▶ [Consigne A] Mettez à jour les entrées en commençant par la ligne qui contient « Where can you spot the lantern base » et en allant jusqu'à celle qui contient « (400, 1011) ». Remplacez-y « black post » par « iron post », sans rien modifier d'autre, et redonnez seulement ces lignes.

-------- Extrait de page --------

Attractivité résidentielle : la fin d'un modèle ?

Le modèle d'attractivité résidentielle qui a longtemps prévalu atteint aujourd'hui ses limites face aux multiples transitions en cours (écologiques, énergétiques, tourisme durable, coopération interterritoriale). C'est l'un des constats des écoutes territoriales 2023 organisées par l'Unadel et dont la synthèse a été présentée le 10 novembre lors de la Journée des territoires.

"La virulence des transitions serait peut-être en train de rebattre les cartes de grandes recettes territoriales que l'on pensait hégémoniques." Fruit des écoutes territoriales, menées depuis 2014 par l'Union nationale des acteurs et des structures du développement local (Unadel), le rapport "Habiter, travailler et agir ensemble au temps des transitions", présenté le 10 novembre 2023, constate des changements importants dans la façon dont les territoires imaginent leur transformation pour faire face aux transitions actuelles, que ce soit en matière d'énergie, d'écologie, de tourisme durable ou encore de coopération interterritoriale.

En 2023, l'Unadel a choisi d'aborder ces thèmes en interrogeant quatre territoires volontaires*. 

Premier constat : l'attractivité résidentielle n'est plus la formule magique. Cette notion se caractérise par le cadre de vie offert par ces territoires (beauté et préservation des paysages, espaces naturels), la qualité des relations humaines (convivialité, tranquillité…) et les possibilités d'émancipation qu'ils proposent (terrain pour reconstruire "une autre vie"). Des caractéristiques qui constituaient jusqu'à présent autant de motifs d'attrait. Mais "les territoires écoutés sentent que c'est la fin d'un modèle", a expliqué Clémence Dupuis, architecte, enseignante et chercheuse au sein de la Chaire Territorialisation**, auteure du rapport, lors de la Journée des territoires organisée le 10 novembre par l'Unadel, "il y a un paradoxe à ce sujet, d'un côté les territoires sont fiers de s'afficher comme attractifs sur le plan résidentiel, de l'autre, ils décrivent les limites de ce modèle".

--------

▶ [Consigne B] Recopiez à l'identique le passage de l'article sur l'attractivité résidentielle, depuis « Attractivité résidentielle : la » jusqu'à « Journée des territoires. » inclus.

-------- Entrées fournies --------

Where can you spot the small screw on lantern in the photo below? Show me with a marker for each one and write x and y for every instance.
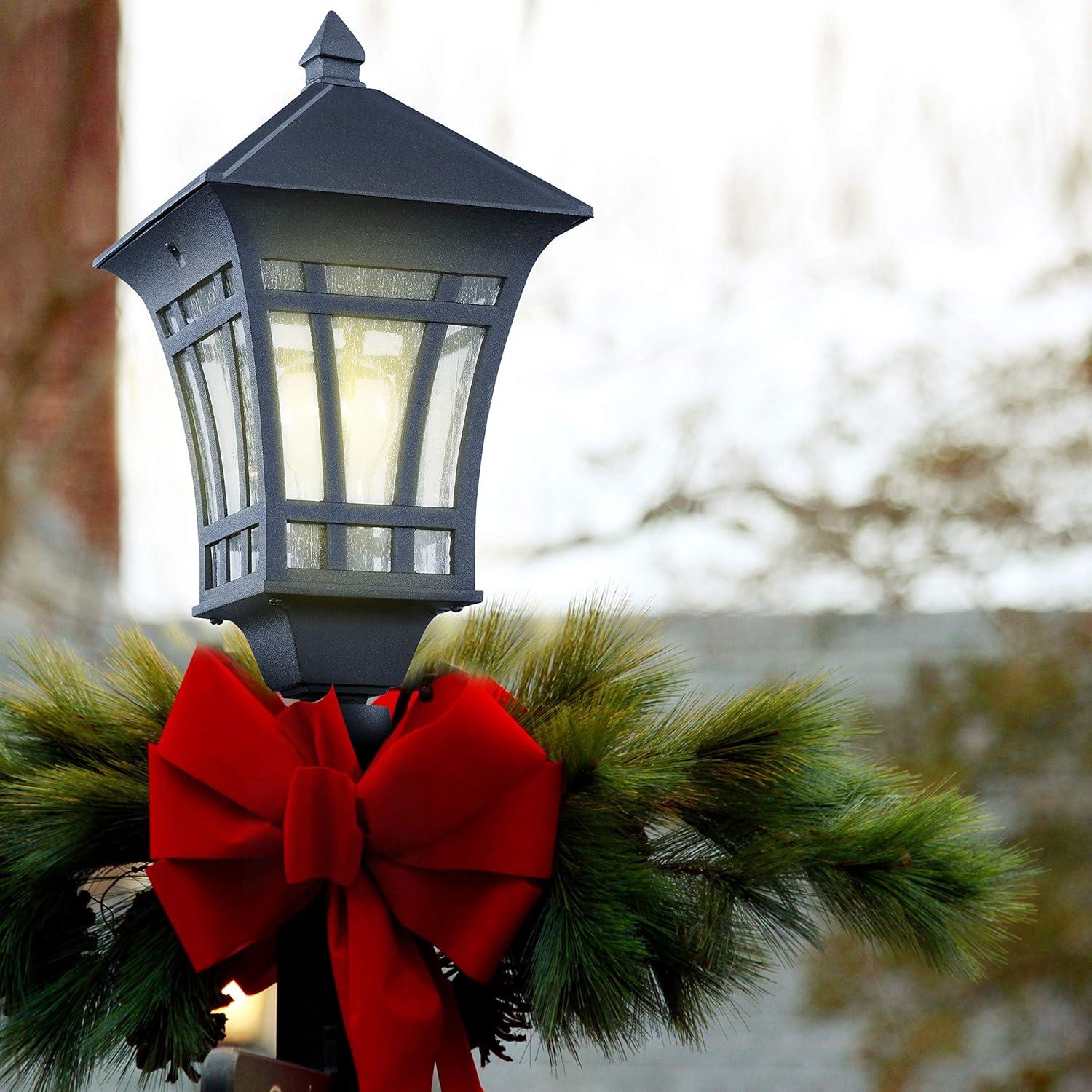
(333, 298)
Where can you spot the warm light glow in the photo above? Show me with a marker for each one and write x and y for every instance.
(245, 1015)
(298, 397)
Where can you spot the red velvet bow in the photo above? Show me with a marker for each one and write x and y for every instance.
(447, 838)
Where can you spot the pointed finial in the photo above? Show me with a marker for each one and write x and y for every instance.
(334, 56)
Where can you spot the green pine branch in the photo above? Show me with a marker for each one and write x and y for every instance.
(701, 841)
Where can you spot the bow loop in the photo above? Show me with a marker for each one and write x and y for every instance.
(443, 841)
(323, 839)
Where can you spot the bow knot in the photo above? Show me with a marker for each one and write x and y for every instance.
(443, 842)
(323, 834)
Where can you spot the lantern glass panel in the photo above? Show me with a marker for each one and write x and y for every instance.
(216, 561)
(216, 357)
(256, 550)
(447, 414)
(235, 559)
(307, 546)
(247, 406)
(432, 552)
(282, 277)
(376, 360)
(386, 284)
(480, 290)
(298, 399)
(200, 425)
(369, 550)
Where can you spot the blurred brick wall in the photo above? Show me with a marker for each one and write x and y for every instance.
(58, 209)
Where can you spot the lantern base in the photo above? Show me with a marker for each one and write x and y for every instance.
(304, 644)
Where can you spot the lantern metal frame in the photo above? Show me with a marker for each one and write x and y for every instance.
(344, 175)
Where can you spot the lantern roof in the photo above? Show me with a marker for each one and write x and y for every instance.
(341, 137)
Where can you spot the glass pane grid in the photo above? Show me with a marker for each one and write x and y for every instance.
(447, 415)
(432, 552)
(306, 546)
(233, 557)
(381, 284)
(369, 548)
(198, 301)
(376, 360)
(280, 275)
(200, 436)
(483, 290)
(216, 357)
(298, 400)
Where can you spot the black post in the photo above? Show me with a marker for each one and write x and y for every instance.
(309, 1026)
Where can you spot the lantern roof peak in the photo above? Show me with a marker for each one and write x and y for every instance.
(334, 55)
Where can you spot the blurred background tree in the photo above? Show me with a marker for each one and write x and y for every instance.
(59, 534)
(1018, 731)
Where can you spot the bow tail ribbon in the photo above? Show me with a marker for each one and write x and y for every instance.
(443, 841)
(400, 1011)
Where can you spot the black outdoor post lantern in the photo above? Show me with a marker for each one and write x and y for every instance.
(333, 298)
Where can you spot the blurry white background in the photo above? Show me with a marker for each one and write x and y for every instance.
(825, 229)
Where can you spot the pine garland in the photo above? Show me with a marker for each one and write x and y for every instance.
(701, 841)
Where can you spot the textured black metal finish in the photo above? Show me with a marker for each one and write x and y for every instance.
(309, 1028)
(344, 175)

--------
-------- Entrées fournies --------

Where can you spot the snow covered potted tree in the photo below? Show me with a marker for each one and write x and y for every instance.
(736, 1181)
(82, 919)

--------
-------- Entrées fournies --------

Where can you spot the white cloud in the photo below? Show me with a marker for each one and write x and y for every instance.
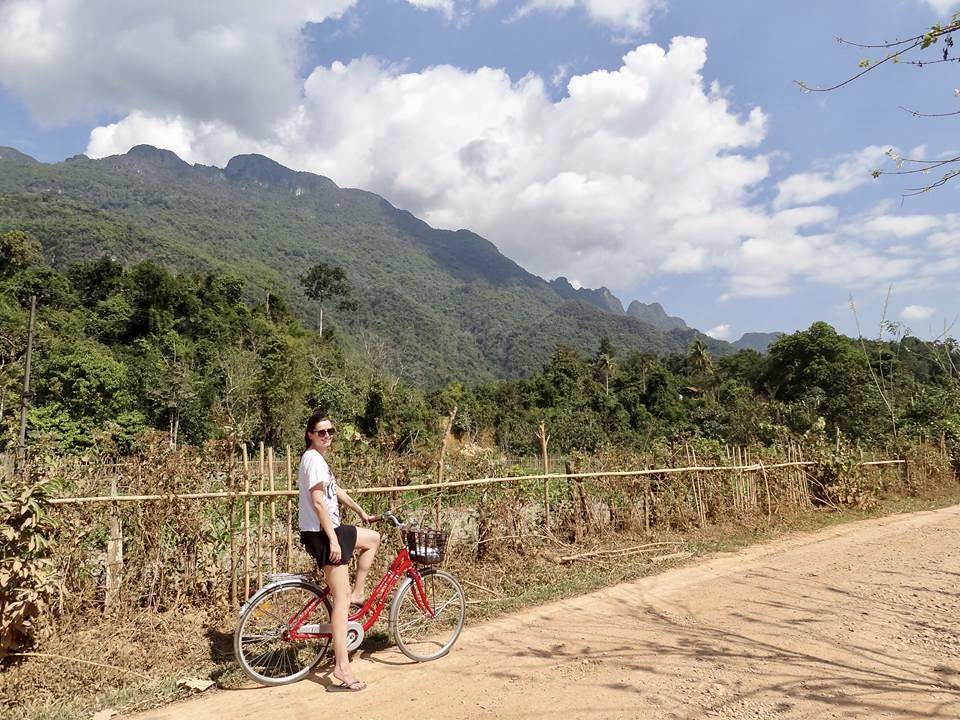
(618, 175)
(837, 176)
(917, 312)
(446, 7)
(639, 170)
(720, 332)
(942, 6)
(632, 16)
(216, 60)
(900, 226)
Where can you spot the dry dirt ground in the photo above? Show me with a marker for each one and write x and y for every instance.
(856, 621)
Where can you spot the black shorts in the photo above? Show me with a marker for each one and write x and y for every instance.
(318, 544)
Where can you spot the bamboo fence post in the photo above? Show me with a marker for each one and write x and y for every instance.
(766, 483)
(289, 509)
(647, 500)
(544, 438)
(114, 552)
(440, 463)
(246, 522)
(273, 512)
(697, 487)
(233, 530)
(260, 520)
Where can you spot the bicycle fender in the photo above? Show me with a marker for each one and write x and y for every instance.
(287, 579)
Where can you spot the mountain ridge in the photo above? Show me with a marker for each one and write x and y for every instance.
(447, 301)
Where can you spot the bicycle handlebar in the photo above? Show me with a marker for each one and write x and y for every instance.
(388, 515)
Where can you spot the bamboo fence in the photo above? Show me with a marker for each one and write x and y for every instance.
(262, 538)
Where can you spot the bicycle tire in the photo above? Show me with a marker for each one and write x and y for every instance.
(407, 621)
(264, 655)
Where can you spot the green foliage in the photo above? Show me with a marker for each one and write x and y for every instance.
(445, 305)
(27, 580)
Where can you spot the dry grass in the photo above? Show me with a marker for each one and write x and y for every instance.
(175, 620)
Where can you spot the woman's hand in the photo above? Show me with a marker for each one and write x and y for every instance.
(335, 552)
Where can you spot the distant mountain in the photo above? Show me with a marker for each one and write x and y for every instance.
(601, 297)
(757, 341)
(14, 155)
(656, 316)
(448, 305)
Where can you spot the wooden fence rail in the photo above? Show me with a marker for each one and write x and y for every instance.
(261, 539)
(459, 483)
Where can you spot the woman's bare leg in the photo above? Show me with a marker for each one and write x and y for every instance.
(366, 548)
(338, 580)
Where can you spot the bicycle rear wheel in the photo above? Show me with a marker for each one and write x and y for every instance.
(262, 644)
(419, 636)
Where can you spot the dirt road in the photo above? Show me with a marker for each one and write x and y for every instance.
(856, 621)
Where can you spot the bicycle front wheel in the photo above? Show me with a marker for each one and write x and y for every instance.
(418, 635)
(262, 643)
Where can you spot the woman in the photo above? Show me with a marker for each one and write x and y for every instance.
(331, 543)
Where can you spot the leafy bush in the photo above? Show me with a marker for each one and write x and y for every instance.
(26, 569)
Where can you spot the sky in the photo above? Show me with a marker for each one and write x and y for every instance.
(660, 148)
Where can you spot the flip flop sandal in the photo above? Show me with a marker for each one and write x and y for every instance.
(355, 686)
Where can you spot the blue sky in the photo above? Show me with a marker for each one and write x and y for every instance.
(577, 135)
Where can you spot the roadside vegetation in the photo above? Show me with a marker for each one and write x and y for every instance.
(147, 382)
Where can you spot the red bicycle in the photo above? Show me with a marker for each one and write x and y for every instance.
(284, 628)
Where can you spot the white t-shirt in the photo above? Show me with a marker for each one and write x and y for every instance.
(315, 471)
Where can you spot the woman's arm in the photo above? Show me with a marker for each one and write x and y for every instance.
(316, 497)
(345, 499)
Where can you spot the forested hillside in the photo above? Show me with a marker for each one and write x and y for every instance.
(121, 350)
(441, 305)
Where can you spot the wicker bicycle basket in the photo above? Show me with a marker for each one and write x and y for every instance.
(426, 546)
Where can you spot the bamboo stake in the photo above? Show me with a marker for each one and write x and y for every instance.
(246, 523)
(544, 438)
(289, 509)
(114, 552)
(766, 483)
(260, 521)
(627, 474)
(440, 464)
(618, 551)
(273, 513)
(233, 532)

--------

▶ [Réponse A]
Where can you spot the lantern base in the photo above? Show me with a marker for each one and write x and y for every instance.
(304, 644)
Where can you spot the lantern metal frame in the photo above? Show me with a marker for each one and write x and y for every instance.
(344, 175)
Where can you spot the lantern roof in the photo above? Show me with a marker for each one and write x and y for every instance.
(341, 137)
Where can you spot the glass pane grid in the photo above? Show me with a marker for each one and write x and y for every instance.
(447, 415)
(432, 552)
(306, 546)
(233, 557)
(381, 284)
(369, 548)
(198, 301)
(376, 360)
(280, 275)
(200, 436)
(483, 290)
(216, 357)
(298, 400)
Where can you spot the iron post in the photo above? Show me with a marker for each one and write x and y for every instance.
(309, 1026)
Where can you spot the lantern roof peak in the photo above? Show me with a marker for each one and write x and y for every instance.
(334, 55)
Where can you spot the blurred background tree in the photo above? Show me with a marker for each one and write x and y for every instance.
(59, 534)
(1018, 731)
Where can you spot the bow tail ribbon in the photo above? Show me with a marker for each one and write x and y for every instance.
(443, 841)
(400, 1011)

▶ [Réponse B]
Attractivité résidentielle : la fin d'un modèle ?

Le modèle d'attractivité résidentielle qui a longtemps prévalu atteint aujourd'hui ses limites face aux multiples transitions en cours (écologiques, énergétiques, tourisme durable, coopération interterritoriale). C'est l'un des constats des écoutes territoriales 2023 organisées par l'Unadel et dont la synthèse a été présentée le 10 novembre lors de la Journée des territoires.